QUÉ HACER:
Convierte en una lista breve el párrafo del fragmento sobre el declive del vino que comienza con «El empeoramiento de la climatología», sin perder sus datos principales.

El empeoramiento de la climatología -se había instalado la “Pequeña Edad de Hielo”- y la ausencia de cuidados en las viñas -ya viejas en muchos lugares- ocasionaron el descenso de su rentabilidad productiva y económica. Sin embargo, fue un proceso largo, y en 1787 en el Val de Lourenzá se producían aún 3.960 arrobas de vino, que se sumaban a las 966 de Vilanova de Lourenzá, en cuya parroquia se contabilizaron, en 1818, 78 ferrados de viñedo con 1.972 pies de parra.
Finalmente, el canto de cisne del vino mariñano llegó con la plaga de oídio -que es una enfermedad producida por un hongo- que atacó el viñedo en 1852, constituyéndose en el golpe de gracia a un cultivo que había generado una enorme riqueza, mas que llevaba prácticamente doscientos años en retroceso.

INFORMACIÓN FACILITADA:
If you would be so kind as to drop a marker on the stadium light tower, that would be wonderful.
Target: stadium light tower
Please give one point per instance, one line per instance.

SOLUCIÓN PROPUESTA:
- Descendió la rentabilidad productiva y económica de las viñas.
- Causas: el empeoramiento del clima (la «Pequeña Edad de Hielo») y la falta de cuidados en las viñas, ya viejas en muchos lugares.
- Fue un proceso largo.
- En 1787 el Val de Lourenzá aún producía 3.960 arrobas de vino, y Vilanova de Lourenzá, 966.
- En 1818 la parroquia de Vilanova de Lourenzá tenía 78 ferrados de viñedo con 1.972 pies de parra.